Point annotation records
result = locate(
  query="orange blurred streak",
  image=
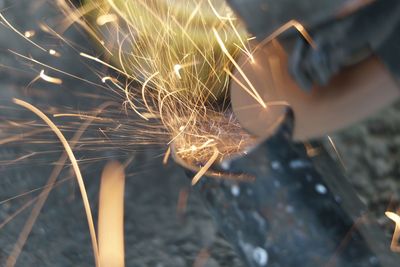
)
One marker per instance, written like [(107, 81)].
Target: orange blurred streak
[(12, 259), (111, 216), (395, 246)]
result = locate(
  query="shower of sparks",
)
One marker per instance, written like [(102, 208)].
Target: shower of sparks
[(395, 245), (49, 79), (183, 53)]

* * *

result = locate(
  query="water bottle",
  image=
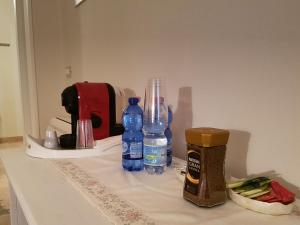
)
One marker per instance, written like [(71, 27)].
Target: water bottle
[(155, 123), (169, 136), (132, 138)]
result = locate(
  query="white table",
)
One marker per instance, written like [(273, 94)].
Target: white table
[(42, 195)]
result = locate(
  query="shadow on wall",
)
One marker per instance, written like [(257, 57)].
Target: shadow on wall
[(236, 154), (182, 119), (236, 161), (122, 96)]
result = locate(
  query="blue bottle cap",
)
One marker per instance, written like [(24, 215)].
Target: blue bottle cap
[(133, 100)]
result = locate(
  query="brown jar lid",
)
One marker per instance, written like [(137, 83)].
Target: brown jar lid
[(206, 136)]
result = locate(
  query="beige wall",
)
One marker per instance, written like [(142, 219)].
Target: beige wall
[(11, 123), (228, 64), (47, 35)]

• Work to do
Show every line of the records that contains the string "written", treating case as significant.

• Exercise response
One marker per instance, written like [(107, 81)].
One marker per instance, written like [(102, 208)].
One marker per instance, written like [(71, 27)].
One marker per instance, written like [(273, 94)].
One marker per instance, written like [(257, 57)].
One marker per instance, written like [(24, 215)].
One marker per instance, written like [(137, 83)].
One marker per instance, written like [(142, 219)].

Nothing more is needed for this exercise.